Copy the lines below word for word.

— start of Task material —

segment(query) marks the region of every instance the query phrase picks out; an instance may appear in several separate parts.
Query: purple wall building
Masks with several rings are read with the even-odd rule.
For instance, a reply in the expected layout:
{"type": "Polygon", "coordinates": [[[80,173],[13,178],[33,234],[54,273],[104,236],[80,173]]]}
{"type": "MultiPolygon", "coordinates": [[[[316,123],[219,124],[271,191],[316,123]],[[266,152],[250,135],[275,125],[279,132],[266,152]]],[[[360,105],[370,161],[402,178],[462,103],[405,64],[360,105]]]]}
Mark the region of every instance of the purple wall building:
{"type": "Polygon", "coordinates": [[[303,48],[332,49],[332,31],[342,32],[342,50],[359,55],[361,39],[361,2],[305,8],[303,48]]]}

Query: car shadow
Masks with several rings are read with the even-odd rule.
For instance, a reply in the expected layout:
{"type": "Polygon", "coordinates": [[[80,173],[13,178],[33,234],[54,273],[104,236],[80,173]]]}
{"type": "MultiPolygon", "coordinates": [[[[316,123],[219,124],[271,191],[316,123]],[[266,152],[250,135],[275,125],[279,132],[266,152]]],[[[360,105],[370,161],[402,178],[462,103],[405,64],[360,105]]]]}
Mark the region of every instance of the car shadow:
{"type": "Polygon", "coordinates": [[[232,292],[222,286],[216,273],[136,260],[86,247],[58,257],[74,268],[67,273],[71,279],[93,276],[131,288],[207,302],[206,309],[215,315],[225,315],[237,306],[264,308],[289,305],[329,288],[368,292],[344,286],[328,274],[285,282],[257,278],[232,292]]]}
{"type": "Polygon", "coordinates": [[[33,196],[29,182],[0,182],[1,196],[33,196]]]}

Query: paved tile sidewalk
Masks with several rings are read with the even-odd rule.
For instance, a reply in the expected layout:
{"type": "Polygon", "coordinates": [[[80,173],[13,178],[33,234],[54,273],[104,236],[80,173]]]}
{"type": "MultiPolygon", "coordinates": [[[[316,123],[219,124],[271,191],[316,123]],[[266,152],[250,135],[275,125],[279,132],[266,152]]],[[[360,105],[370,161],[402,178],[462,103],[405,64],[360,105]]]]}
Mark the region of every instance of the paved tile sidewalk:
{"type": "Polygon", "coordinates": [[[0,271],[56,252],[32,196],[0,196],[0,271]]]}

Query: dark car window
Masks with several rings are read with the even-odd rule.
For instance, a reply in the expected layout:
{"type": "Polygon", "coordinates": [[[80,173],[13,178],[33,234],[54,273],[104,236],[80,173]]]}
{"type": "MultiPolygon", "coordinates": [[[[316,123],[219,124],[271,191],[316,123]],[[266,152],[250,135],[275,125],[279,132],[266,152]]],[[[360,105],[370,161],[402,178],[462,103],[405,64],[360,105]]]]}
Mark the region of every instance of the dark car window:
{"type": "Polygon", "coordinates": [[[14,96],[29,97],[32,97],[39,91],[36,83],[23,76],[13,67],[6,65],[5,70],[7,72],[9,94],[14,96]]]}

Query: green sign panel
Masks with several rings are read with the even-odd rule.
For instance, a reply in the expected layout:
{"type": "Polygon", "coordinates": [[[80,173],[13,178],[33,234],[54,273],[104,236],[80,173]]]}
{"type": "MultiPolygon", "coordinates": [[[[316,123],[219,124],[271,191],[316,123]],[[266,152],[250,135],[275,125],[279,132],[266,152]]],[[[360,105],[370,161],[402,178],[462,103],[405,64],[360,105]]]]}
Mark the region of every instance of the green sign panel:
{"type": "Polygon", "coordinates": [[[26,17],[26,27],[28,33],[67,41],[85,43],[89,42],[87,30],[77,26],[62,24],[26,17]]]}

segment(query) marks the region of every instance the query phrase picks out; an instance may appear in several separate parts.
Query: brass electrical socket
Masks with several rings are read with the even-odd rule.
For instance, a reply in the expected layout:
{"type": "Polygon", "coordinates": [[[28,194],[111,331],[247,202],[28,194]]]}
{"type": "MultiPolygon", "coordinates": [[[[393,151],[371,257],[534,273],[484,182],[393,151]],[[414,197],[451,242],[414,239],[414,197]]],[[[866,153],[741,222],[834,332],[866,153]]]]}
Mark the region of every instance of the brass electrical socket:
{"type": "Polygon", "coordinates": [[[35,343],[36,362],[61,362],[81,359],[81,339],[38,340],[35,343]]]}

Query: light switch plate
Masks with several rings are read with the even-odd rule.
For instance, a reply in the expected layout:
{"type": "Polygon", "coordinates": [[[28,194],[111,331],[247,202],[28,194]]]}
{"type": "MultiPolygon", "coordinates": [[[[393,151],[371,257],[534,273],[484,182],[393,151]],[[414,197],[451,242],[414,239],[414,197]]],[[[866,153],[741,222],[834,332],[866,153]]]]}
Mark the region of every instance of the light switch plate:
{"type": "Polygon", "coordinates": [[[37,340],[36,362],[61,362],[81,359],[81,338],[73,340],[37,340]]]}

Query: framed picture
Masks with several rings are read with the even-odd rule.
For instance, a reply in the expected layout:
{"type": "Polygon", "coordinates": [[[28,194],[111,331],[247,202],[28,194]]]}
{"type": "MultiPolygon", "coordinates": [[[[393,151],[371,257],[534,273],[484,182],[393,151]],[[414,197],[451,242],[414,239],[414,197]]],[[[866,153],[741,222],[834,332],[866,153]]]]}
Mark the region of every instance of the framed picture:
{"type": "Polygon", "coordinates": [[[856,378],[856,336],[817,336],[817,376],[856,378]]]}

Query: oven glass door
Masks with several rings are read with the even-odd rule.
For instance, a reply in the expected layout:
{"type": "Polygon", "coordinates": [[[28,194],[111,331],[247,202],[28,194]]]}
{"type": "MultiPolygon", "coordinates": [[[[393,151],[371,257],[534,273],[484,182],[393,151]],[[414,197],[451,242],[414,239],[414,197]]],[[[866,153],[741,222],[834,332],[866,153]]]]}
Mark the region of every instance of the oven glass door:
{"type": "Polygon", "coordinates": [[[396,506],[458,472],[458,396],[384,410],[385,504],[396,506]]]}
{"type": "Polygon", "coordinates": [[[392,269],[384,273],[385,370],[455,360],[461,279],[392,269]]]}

— end of Task material —

● **Full answer**
segment(query) marks the region of every instance the query phrase picks out; an instance may appear in several separate parts.
Query: purple wall building
Masks with several rings are read with the even-odd rule.
For instance, a reply in the expected layout:
{"type": "Polygon", "coordinates": [[[80,173],[13,178],[33,234],[54,273],[104,236],[80,173]]]}
{"type": "MultiPolygon", "coordinates": [[[[316,123],[219,124],[271,191],[316,123]],[[266,152],[250,135],[275,125],[279,132],[266,152]]],[[[360,105],[370,161],[402,178],[462,103],[405,64],[360,105]]]]}
Mark the region of every instance of the purple wall building:
{"type": "Polygon", "coordinates": [[[303,48],[332,49],[332,31],[342,32],[342,50],[359,55],[361,39],[361,2],[305,8],[303,48]]]}

Query: car shadow
Masks with several rings are read with the even-odd rule.
For instance, a reply in the expected layout:
{"type": "Polygon", "coordinates": [[[80,173],[13,178],[33,234],[54,273],[104,236],[80,173]]]}
{"type": "MultiPolygon", "coordinates": [[[[316,123],[219,124],[271,191],[316,123]],[[266,152],[250,135],[275,125],[279,132],[266,152]]],[[[360,105],[370,161],[402,178],[462,103],[405,64],[360,105]]]]}
Mark the region of every instance of the car shadow:
{"type": "Polygon", "coordinates": [[[232,292],[222,286],[216,273],[136,260],[86,247],[58,257],[74,268],[67,273],[71,279],[93,276],[131,288],[207,302],[206,309],[215,315],[225,315],[237,306],[264,308],[289,305],[329,288],[368,292],[344,286],[328,274],[285,282],[257,278],[232,292]]]}
{"type": "Polygon", "coordinates": [[[33,196],[29,182],[0,182],[1,196],[33,196]]]}

Query: paved tile sidewalk
Masks with several rings are read with the even-odd rule.
For instance, a reply in the expected layout:
{"type": "Polygon", "coordinates": [[[80,173],[13,178],[33,234],[54,273],[104,236],[80,173]]]}
{"type": "MultiPolygon", "coordinates": [[[[316,123],[219,124],[271,191],[316,123]],[[266,152],[250,135],[275,125],[279,132],[266,152]]],[[[360,105],[370,161],[402,178],[462,103],[405,64],[360,105]]]]}
Mark the region of every instance of the paved tile sidewalk:
{"type": "Polygon", "coordinates": [[[0,271],[56,252],[32,196],[0,196],[0,271]]]}

Query: dark car window
Masks with several rings are read with the even-odd rule.
For instance, a reply in the expected layout:
{"type": "Polygon", "coordinates": [[[80,173],[13,178],[33,234],[54,273],[104,236],[80,173]]]}
{"type": "MultiPolygon", "coordinates": [[[[316,123],[219,124],[271,191],[316,123]],[[266,152],[250,135],[275,125],[279,132],[266,152]]],[[[360,105],[370,161],[402,178],[462,103],[405,64],[360,105]]]]}
Mark the region of every instance of the dark car window:
{"type": "Polygon", "coordinates": [[[14,96],[29,97],[32,97],[39,91],[36,83],[23,76],[13,67],[6,65],[5,70],[7,72],[9,94],[14,96]]]}

Query: green sign panel
Masks with several rings are read with the even-odd rule.
For instance, a reply in the expected layout:
{"type": "Polygon", "coordinates": [[[80,173],[13,178],[33,234],[54,273],[104,236],[80,173]]]}
{"type": "MultiPolygon", "coordinates": [[[[316,123],[219,124],[271,191],[316,123]],[[266,152],[250,135],[275,125],[279,132],[266,152]]],[[[360,105],[370,161],[402,178],[462,103],[405,64],[360,105]]]]}
Mark the region of every instance of the green sign panel:
{"type": "Polygon", "coordinates": [[[26,17],[26,27],[28,33],[67,41],[85,43],[89,42],[87,30],[77,26],[62,24],[26,17]]]}

segment(query) marks the region of every instance the query phrase picks out; an instance may appear in several separate parts.
Query: brass electrical socket
Masks with several rings are read with the even-odd rule.
For instance, a reply in the expected layout:
{"type": "Polygon", "coordinates": [[[28,194],[111,331],[247,202],[28,194]]]}
{"type": "MultiPolygon", "coordinates": [[[[393,151],[371,257],[534,273],[484,182],[393,151]],[[414,197],[451,242],[414,239],[414,197]]],[[[866,153],[741,222],[834,332],[866,153]]]]}
Mark the region of every instance of the brass electrical socket:
{"type": "Polygon", "coordinates": [[[35,343],[36,362],[61,362],[81,359],[81,339],[38,340],[35,343]]]}

Query: light switch plate
Masks with several rings are read with the even-odd rule.
For instance, a reply in the expected layout:
{"type": "Polygon", "coordinates": [[[28,194],[111,331],[247,202],[28,194]]]}
{"type": "MultiPolygon", "coordinates": [[[[393,151],[371,257],[534,273],[484,182],[393,151]],[[414,197],[451,242],[414,239],[414,197]]],[[[866,153],[741,222],[834,332],[866,153]]]]}
Mark the region of every instance of the light switch plate:
{"type": "Polygon", "coordinates": [[[37,340],[36,362],[61,362],[81,359],[81,338],[73,340],[37,340]]]}

Query: framed picture
Masks with several rings are read with the even-odd rule.
For instance, a reply in the expected layout:
{"type": "Polygon", "coordinates": [[[28,194],[111,331],[247,202],[28,194]]]}
{"type": "MultiPolygon", "coordinates": [[[[393,151],[371,257],[534,273],[484,182],[393,151]],[[414,197],[451,242],[414,239],[414,197]]],[[[866,153],[741,222],[834,332],[866,153]]]]}
Mark the region of every instance of the framed picture:
{"type": "Polygon", "coordinates": [[[856,378],[856,336],[817,336],[817,376],[856,378]]]}

Query: oven glass door
Masks with several rings are read with the even-odd rule.
For instance, a reply in the expected layout:
{"type": "Polygon", "coordinates": [[[28,194],[111,331],[247,202],[28,194]]]}
{"type": "MultiPolygon", "coordinates": [[[[393,151],[371,257],[534,273],[484,182],[393,151]],[[414,197],[451,242],[414,239],[414,197]]],[[[866,153],[741,222],[834,332],[866,153]]]]}
Mark the region of every instance of the oven glass door:
{"type": "Polygon", "coordinates": [[[396,506],[458,472],[458,396],[384,410],[385,504],[396,506]]]}
{"type": "Polygon", "coordinates": [[[392,269],[384,273],[385,370],[455,360],[461,279],[392,269]]]}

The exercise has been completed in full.